* [DATASET ENTRIES]

***

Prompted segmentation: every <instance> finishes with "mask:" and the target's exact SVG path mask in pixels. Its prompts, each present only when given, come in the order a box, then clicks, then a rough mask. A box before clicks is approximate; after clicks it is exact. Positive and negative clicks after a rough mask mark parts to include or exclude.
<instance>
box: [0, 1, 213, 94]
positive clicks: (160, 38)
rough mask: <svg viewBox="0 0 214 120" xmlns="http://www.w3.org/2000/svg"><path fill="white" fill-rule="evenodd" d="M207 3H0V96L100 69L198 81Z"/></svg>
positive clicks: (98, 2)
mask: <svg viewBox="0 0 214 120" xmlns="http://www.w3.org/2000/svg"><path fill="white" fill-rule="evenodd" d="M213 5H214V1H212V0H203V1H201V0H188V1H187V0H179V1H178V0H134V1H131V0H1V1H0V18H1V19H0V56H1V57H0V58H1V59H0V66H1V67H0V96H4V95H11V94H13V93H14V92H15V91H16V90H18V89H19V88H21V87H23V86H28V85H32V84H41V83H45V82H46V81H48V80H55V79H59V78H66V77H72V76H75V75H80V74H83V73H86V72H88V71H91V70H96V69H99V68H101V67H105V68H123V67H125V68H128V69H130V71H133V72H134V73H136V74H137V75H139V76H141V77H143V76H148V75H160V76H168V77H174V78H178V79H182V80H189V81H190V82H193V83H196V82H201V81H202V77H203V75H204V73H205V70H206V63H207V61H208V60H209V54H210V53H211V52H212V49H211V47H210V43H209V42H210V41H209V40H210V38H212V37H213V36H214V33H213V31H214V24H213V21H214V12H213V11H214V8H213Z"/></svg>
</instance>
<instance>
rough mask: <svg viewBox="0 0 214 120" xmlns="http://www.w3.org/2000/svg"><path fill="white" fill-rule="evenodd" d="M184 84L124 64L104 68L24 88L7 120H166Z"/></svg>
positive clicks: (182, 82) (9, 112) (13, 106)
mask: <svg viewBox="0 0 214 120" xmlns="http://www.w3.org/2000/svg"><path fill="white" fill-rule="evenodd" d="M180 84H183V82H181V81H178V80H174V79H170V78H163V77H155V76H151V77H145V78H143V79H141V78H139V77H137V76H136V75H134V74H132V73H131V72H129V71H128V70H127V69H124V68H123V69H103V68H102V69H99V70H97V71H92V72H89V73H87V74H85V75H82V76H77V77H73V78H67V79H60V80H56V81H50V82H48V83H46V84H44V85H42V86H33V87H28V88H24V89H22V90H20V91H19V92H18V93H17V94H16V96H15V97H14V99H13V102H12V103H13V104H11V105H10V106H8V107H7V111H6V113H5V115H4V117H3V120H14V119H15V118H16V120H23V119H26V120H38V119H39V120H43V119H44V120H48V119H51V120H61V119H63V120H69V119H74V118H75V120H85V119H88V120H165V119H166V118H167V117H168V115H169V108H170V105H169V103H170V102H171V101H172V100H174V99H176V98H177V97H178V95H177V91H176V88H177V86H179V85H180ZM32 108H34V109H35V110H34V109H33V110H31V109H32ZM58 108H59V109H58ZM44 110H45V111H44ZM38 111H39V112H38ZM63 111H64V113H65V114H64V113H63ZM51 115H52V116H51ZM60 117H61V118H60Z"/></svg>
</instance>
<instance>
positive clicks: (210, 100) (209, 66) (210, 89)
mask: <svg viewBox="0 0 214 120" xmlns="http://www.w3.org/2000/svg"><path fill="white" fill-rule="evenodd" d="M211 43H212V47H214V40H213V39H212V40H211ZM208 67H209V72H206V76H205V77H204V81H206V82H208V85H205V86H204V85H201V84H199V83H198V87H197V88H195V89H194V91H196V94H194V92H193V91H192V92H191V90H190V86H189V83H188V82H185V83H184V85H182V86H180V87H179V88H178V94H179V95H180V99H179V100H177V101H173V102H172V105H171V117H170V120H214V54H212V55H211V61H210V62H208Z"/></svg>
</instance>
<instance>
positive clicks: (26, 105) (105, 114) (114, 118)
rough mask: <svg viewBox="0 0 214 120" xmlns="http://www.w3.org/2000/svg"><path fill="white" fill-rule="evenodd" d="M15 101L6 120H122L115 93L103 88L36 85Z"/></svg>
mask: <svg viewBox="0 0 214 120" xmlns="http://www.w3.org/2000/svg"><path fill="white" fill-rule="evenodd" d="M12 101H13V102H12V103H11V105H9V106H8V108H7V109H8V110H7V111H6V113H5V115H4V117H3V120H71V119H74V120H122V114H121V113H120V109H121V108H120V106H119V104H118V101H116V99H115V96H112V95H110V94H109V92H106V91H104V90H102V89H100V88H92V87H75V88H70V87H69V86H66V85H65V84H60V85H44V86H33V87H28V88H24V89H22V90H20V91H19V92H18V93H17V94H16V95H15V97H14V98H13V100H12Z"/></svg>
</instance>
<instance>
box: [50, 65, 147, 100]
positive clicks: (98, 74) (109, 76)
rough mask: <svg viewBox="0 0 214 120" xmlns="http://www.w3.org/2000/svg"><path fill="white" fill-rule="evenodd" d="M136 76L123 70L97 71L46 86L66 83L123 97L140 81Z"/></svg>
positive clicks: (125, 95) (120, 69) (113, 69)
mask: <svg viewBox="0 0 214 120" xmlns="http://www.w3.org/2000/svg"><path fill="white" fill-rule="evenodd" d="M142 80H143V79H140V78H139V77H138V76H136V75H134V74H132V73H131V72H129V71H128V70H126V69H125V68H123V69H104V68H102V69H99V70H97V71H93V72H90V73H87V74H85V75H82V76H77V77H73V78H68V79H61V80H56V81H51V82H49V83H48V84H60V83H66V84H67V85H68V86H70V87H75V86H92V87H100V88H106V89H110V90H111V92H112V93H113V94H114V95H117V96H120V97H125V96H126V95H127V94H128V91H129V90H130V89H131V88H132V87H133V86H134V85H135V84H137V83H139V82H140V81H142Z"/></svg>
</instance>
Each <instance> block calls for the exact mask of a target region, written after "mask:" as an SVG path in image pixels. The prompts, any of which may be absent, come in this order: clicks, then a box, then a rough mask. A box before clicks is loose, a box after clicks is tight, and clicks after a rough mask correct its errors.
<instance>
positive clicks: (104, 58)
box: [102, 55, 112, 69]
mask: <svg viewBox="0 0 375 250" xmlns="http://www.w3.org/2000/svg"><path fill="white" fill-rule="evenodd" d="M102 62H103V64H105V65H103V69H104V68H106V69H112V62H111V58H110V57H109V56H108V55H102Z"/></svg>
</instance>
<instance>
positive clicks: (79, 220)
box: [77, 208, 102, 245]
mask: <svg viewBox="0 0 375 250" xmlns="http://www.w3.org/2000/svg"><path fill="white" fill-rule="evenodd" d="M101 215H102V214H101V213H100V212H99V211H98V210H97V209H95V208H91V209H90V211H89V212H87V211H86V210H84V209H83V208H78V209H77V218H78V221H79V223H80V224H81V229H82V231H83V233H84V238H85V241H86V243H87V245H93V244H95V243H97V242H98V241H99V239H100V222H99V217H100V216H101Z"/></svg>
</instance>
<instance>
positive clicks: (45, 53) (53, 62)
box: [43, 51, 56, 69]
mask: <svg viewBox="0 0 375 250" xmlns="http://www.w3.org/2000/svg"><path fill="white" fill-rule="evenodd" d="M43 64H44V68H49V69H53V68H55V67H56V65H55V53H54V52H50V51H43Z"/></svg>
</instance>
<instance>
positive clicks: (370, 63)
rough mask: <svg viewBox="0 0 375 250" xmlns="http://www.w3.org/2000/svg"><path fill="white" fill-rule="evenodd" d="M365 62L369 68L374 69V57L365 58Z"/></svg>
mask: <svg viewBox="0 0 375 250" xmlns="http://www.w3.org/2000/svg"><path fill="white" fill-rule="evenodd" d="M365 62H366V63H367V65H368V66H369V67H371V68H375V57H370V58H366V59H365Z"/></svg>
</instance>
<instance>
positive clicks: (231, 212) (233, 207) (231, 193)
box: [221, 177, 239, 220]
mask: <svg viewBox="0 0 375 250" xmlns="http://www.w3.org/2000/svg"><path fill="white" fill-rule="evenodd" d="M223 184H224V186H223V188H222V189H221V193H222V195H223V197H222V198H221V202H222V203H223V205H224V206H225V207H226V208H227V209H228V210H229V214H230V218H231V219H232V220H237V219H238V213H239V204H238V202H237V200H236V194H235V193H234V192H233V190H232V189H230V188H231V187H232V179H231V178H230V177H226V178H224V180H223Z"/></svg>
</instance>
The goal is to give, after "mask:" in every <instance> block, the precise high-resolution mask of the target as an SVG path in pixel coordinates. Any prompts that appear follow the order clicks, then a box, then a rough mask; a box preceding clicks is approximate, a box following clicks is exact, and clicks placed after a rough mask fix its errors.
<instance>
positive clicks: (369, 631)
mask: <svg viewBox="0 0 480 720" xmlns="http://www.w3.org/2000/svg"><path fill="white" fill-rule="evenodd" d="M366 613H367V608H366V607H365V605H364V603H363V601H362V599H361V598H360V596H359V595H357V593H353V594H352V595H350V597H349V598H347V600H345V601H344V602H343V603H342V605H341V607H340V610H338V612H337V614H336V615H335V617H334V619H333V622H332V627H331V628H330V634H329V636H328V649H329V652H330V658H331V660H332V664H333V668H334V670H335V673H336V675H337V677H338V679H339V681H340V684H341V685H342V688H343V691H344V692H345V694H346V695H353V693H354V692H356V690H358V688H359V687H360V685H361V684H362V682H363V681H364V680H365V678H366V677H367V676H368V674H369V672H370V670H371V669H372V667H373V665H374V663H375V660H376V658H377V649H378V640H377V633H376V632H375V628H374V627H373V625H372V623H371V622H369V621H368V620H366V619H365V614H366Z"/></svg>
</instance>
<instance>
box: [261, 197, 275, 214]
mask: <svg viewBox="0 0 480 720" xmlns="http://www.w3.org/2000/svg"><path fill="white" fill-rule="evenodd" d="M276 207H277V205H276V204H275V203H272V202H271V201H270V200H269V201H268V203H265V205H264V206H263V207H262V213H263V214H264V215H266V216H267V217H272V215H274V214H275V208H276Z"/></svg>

***

* [TASK GOAL] Tally the lines above that contain the string "come". Reply with the count alone.

* [EXERCISE OUTPUT] 2